- **EXTRACT TO READ**
####################
Classical Liberalism as the Philosophy of Emancipation II: The “True Radical Liberalism” of Peter Boettke

[Note: This post is part of a series on the History of the Classical Liberal Tradition]

This year Peter Boettke from George Mason University and the Mercatus Center has published a collection of his talks and papers on The Struggle For A Better World (Arlington, Virginia: Mercatus Center, 2021). See the table of contents here and available online as a PDF. See below for a list of Boettke’s works discussed here.

A central theme of these papers is firstly,

  1. that from the very beginning the “liberal project” has been “an emancipation project” which has had to “struggle” for victory against very powerful entrenched interests over a period of several centuries;
  2. secondly, that this project was left incomplete at the end of the 19thC when the liberal movement began to fade out as an intellectual and political force;
  3. and thirdly, that it is the task and the duty of modern-day “true radical liberals”, like himself and his students, to complete the “liberal emancipation project” by reformulating liberal ideals to suit the changed conditions of the 21st century and showing how these ideals and the policies which they inspire can improve the lives of those who have yet to be “emancipated”.

[See the discussion of Richard Ebeling’s idea on the “Five Classical Liberal Crusades” for liberty in “Classical Liberalism as a Revolutionary Ideology of Emancipation” (13 Oct. 2021) online.]

What I want to do in this post is to summarize Peter Boettke’s views on “the liberal emancipation project” and to supply some thoughts of my own to add to those I have expressed in Part I.

The Liberal Project is an Emancipation Project

In my post on “What CL were Against” (12 Aug. 2021) I summarised my thoughts by saying that until the modern era CLs or rather “proto-liberals” identified as their main opponents “Throne” (the monarchy) and “Altar” (the established church). Boettke goes a few steps further, of which I very much approve, by adding four more, namely the Sword (the military), Slavery (one form of coerced labour), the Plough (symbolising two things: the other form of coerced labour, i.e. serfdom, and the traditional very low productivity of peasant agriculture), and Mercantile interests (the vested interests in the manufacturing and trading industries who were able to secure monopoly privileges, subsidies, and tariff protection for their goods from the state). His description of the long and hard “struggle” for emancipation from these impositions on people’s lives, liberties, and properties is worth quoting at length (from the Introduction to The Struggle For A Better World (2021):

The liberal project, I have argued repeatedly throughout my career, was born as an *emancipation project* — freeing individuals from subjugation by the Crown, from the dogma of the Altar, from the violence and oppression of the Sword, from the bondage of Slavery, from the miserable poverty of the Plough and from the special privileges granted to the Mercantile Interests.

We learn from the history of the struggle of the wars for religious toleration, from the long struggle for constitutionally limited democratic government and the rule of law, from the long process of economic development that delivered humanity from crushing poverty and improved the material conditions of billions who were able to live longer and more satisfying lives. Along the way, hard-fought battles for the abolition of slavery, for suffrage for women, for the right of individuals to love whom they want and as they want, had to be won. All of that did happen over the course of history. In fact, it might be impossible to understand the development of the disciplines of economics and political economy without understanding that it evolved simultaneously with the political institutions of liberalism in the 18th and 19th centuries, and that it must continually evolve in the context of 20th- and 21st-century understanding of liberal cosmopolitanism.
####################
- **SOURCE DATA**
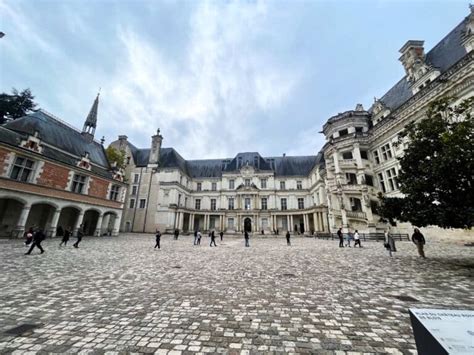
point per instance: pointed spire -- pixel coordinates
(92, 116)
(91, 120)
####################
- **STATED EXERCISE**
Retype the classical liberalism post word for word, from "The liberal project, I" up to and including "the Mercantile Interests.". The data comes from a different source than the classical liberalism post.

- **RESPONSE**
The liberal project, I have argued repeatedly throughout my career, was born as an *emancipation project* — freeing individuals from subjugation by the Crown, from the dogma of the Altar, from the violence and oppression of the Sword, from the bondage of Slavery, from the miserable poverty of the Plough and from the special privileges granted to the Mercantile Interests.